## WHAT IS BEING ASKED
The answer must be one number: how many lines in the records below contain the string "marking".

## PROVIDED ENTRIES
=-=-=
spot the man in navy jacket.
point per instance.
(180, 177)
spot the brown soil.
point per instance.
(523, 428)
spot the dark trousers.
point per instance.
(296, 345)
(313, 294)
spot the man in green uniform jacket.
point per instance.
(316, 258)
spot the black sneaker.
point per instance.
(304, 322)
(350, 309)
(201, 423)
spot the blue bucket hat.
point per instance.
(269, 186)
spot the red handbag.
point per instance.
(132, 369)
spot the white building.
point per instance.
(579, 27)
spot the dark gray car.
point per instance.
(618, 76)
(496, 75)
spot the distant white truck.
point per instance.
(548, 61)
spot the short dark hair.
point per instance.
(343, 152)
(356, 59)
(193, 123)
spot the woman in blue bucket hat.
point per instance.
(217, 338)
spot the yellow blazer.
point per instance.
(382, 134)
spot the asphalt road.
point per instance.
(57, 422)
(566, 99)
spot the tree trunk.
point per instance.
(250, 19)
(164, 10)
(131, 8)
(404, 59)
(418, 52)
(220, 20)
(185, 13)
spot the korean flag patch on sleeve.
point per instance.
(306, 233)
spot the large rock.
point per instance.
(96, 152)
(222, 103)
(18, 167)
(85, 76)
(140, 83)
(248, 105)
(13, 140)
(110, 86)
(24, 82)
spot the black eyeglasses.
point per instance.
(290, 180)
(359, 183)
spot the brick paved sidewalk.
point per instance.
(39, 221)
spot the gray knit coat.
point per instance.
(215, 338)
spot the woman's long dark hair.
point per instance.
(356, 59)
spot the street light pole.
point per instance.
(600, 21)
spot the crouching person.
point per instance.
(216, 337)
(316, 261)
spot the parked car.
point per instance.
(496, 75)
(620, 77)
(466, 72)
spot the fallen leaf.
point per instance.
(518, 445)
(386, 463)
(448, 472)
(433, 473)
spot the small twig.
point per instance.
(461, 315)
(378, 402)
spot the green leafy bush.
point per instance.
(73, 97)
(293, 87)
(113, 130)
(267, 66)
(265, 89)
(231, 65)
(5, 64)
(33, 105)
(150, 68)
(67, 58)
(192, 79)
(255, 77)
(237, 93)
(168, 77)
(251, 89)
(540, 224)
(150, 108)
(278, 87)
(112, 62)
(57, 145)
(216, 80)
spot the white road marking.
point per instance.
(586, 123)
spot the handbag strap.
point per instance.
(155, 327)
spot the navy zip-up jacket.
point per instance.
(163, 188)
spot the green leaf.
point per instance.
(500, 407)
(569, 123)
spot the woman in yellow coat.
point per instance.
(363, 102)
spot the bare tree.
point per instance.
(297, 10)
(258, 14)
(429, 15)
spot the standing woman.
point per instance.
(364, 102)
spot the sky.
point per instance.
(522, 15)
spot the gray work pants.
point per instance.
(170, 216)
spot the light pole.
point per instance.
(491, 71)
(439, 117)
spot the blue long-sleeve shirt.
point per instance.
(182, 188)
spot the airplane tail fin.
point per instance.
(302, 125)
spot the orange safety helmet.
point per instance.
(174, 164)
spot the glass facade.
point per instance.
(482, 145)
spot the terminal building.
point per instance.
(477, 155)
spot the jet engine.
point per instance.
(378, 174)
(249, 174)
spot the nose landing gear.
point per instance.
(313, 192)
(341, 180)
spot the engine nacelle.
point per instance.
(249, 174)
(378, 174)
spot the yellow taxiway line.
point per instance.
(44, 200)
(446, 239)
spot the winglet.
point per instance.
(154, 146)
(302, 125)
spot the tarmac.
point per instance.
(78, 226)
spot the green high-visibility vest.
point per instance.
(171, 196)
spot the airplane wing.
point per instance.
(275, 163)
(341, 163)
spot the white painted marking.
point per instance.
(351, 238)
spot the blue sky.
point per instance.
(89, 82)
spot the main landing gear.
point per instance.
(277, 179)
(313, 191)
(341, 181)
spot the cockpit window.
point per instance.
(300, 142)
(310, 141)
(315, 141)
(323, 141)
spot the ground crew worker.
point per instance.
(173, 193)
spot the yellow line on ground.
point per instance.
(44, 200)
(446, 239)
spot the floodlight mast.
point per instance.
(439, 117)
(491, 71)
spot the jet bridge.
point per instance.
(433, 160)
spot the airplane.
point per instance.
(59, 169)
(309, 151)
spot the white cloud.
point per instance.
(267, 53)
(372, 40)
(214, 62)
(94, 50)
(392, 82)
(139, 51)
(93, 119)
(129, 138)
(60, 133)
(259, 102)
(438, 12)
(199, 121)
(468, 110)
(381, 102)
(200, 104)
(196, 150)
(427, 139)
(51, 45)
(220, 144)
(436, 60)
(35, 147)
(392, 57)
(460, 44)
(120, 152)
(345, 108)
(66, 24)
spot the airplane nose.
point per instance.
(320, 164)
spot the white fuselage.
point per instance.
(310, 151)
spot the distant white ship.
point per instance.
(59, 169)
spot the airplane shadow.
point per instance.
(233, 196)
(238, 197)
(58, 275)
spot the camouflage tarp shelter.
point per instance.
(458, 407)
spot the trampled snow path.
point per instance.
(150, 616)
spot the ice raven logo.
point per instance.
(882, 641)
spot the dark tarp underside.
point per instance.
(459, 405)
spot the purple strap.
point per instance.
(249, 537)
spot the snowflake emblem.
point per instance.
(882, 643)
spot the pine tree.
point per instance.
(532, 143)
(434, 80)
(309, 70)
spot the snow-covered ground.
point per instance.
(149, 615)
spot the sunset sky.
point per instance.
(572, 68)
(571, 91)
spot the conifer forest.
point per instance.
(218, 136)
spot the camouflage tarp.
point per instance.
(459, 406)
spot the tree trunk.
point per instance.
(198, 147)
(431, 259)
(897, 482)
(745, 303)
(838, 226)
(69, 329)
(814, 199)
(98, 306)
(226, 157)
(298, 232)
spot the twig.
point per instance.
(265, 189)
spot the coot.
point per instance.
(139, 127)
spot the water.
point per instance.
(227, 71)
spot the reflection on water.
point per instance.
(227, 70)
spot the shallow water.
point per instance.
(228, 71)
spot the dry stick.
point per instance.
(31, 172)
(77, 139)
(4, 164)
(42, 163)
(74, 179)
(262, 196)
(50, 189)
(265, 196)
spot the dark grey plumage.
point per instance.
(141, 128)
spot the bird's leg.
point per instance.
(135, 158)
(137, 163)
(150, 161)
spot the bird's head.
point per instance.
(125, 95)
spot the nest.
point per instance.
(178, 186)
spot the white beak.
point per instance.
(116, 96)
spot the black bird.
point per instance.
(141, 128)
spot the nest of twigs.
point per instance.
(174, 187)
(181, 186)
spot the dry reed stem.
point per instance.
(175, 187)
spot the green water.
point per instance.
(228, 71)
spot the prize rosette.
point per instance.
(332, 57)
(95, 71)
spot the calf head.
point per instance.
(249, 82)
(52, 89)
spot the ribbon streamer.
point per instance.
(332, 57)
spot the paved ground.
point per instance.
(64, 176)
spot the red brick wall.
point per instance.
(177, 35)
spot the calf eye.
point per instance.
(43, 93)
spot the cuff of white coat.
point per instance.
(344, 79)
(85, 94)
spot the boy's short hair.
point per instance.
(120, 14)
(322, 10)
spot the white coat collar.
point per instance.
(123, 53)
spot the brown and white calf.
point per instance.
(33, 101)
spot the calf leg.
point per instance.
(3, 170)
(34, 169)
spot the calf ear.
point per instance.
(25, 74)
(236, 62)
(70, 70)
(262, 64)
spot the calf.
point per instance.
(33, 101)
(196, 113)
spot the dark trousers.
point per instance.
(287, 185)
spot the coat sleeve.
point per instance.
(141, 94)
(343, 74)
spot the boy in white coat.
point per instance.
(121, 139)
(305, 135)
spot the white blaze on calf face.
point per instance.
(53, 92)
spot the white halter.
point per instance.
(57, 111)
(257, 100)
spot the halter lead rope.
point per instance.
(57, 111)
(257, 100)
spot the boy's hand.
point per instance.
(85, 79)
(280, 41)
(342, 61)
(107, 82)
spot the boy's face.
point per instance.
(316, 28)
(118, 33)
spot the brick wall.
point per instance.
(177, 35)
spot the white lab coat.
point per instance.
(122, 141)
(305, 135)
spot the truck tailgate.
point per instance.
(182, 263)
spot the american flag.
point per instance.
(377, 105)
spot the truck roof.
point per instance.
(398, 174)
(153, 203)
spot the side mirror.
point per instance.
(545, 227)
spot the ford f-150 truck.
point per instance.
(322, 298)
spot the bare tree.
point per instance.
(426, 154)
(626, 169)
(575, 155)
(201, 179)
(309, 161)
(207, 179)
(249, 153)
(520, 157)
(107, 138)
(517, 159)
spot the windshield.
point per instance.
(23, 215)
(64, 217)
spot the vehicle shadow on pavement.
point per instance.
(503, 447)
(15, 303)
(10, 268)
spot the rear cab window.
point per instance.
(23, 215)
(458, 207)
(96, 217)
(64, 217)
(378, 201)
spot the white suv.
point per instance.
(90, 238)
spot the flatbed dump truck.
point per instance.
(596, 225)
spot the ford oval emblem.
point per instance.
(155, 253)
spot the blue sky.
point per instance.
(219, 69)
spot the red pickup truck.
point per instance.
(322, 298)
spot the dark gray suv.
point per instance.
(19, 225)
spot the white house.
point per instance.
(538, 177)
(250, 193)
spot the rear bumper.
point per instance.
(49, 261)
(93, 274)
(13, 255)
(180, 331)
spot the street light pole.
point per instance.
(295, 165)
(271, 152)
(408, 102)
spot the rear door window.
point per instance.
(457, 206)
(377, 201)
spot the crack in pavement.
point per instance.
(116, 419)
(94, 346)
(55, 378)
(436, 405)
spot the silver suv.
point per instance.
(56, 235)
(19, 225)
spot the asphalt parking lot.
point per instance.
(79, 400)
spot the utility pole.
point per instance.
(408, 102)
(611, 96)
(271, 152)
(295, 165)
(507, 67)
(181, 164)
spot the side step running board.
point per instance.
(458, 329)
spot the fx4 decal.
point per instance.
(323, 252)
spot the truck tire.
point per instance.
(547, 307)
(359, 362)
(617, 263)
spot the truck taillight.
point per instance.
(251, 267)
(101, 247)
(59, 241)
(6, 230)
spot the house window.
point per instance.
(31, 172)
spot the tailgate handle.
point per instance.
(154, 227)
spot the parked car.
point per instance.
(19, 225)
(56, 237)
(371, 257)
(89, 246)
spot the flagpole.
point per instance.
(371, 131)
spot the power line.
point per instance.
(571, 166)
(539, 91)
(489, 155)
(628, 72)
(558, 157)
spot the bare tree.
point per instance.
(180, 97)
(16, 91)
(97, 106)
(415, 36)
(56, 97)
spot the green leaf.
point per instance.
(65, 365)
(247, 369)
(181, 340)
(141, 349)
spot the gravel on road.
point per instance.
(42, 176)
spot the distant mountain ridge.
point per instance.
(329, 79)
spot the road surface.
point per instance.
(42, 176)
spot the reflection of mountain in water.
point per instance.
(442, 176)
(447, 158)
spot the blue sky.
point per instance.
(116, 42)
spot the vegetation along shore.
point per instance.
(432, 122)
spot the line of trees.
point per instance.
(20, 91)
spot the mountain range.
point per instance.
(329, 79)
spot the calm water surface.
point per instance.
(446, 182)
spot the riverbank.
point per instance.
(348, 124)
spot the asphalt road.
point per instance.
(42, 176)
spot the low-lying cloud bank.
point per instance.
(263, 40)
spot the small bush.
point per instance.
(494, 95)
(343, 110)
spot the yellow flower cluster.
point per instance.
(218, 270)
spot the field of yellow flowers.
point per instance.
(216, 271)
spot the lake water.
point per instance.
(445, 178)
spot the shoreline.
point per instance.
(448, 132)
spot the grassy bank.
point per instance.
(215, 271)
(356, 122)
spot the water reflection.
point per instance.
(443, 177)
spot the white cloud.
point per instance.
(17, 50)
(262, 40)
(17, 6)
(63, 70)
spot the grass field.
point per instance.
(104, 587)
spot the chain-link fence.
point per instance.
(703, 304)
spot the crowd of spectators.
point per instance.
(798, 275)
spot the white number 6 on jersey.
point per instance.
=-=-=
## SOLUTION TO THE EXERCISE
2